Natural-language object grounding data:
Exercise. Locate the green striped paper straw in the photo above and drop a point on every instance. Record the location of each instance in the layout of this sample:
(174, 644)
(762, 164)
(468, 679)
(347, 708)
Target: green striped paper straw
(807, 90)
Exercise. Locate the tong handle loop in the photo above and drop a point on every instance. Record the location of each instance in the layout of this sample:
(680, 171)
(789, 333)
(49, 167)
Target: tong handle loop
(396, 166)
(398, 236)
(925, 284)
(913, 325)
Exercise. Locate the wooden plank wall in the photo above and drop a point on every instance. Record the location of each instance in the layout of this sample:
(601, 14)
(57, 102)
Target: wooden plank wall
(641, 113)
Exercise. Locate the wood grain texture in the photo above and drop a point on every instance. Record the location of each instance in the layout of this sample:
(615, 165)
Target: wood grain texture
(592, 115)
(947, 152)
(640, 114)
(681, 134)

• _Your instructions_
In the entries above, find each line with the word "Locate" and return it.

• _Response box_
Exercise. Locate the green striped paper straw in the photo above and drop a point on every instance. Record the location of each instance in the layout of this sample:
Exercise. Locate the tong handle loop in the photo above and drop a point on every instance. Record the location of each instance in the layout of this sample:
Exercise. Locate the wooden plank wall in the photo above and drop a point on every instance. Record the location of each instance in the layout of this sample:
Exercise. Locate the wood grain texture in the photo above and drop a point on every instance. Record the location of each instance in the layout of this sample:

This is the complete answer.